Document excerpt
==============================

That simply isn’t true. There’s nothing in common between an LLM and a search engine, except insofar as the people developing the LLM had access to search engines, and may have used them during their data gathering efforts for training data
That simply isn’t true. There’s nothing in common between an LLM and a search engine, except insofar as the people developing the LLM had access to search engines, and may have used them during their data gathering efforts for training data
DarkCloud@lemmy.world 1 day ago
“data gathering” and “training data” is just what they have you calling it.
It’s not data gathering, it’s stealing. It’s not training data, it’s our original work.
MartianSands@sh.itjust.works 1 day ago
You’re putting words in my mouth, and inventing arguments I never made.
I didn’t say anything about whether the training data is stolen or not. I also didn’t say a single word about intelligence, or originality.
I haven’t been tricked into using one piece of language over another, I’m a software engineer and know enough about how these systems actually work to reach my own conclusions.

==============================

Input data
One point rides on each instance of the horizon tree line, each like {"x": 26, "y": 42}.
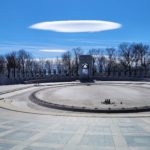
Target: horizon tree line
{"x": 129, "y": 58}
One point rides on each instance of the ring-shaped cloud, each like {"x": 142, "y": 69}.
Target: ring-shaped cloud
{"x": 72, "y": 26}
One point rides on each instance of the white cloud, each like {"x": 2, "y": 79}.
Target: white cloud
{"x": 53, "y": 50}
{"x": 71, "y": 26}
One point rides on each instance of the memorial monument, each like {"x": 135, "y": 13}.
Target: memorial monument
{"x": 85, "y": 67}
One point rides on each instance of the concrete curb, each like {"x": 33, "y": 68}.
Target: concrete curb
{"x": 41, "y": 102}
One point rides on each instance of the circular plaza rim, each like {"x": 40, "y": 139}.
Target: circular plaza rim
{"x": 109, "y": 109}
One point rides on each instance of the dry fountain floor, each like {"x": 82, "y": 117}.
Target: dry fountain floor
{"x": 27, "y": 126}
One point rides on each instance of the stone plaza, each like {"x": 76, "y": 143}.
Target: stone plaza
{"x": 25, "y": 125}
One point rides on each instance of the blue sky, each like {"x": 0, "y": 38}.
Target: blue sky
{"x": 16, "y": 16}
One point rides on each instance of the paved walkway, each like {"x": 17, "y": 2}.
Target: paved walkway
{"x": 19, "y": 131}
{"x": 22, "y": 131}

==============================

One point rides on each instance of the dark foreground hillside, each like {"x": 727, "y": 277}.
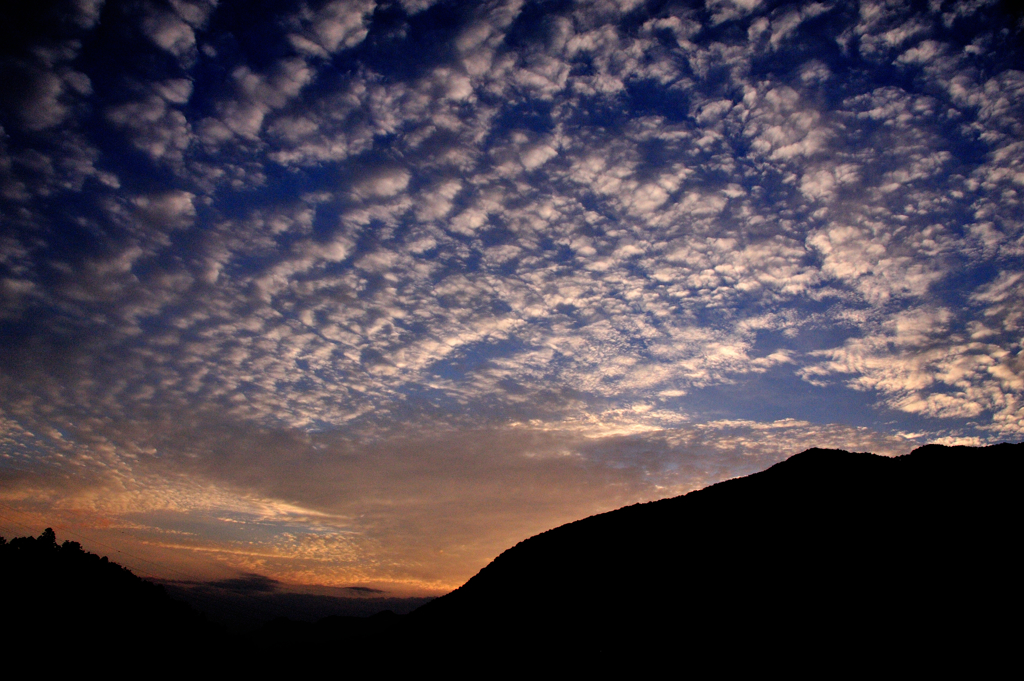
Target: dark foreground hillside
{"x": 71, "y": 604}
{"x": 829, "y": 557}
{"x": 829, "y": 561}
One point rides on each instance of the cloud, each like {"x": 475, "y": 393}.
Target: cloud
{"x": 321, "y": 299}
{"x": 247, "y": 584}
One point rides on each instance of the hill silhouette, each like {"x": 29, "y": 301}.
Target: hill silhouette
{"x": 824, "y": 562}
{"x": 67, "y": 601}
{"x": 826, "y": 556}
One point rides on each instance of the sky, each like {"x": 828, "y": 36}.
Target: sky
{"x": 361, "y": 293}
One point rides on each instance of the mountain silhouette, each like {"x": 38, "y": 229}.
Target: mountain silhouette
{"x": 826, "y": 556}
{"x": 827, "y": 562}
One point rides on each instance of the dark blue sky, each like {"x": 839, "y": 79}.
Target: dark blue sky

==============================

Directions
**1)** In the forum thread about LLMs and search engines, what job does MartianSands@sh.itjust.works claim to have?
**2)** Carry on the forum thread about LLMs and search engines, picking up right after its final sentence.

Answer list
**1)** Software engineer.

**2)**
There is not a database tucked away in the LLM anywhere which you could search through and find the phrases which it was trained on, it simply doesn’t exist.
That isn’t to say it’s completely impossible for an LLM to spit out something which formed part of the training data, but it’s pretty rare. 99% of what it generates doesn’t come from anywhere in particular, and you wouldn’t find it in any of the sources which were fed to the model in training.
DarkCloud@lemmy.world 1 day ago
It’s searched in training, tagged for recall then that info is filtered through layers. So it’s pre-searched if you will. Same thing as meta tags.
Then the data is processed into cells queries flow through during generation.
That doesn’t matter. It’s still using copywrited works.
Anyways you’re an AI stan, and defending theft. You can deny it all day, but it’s what you’re doing. “It’s okay, I’m a software engineer I’m allowed to defend it”
…as if that doesn’t stop you from also being a dumbass.
MartianSands@sh.itjust.works 1 day ago
You’re still putting words in my mouth.
I never said they weren’t stealing the data
I didn’t comment on that at all, because it’s not relevant to the point I was actually making, which is that people treating the output of an LLM as if it were derived from any factual source at all is really problematic, because it isn’t.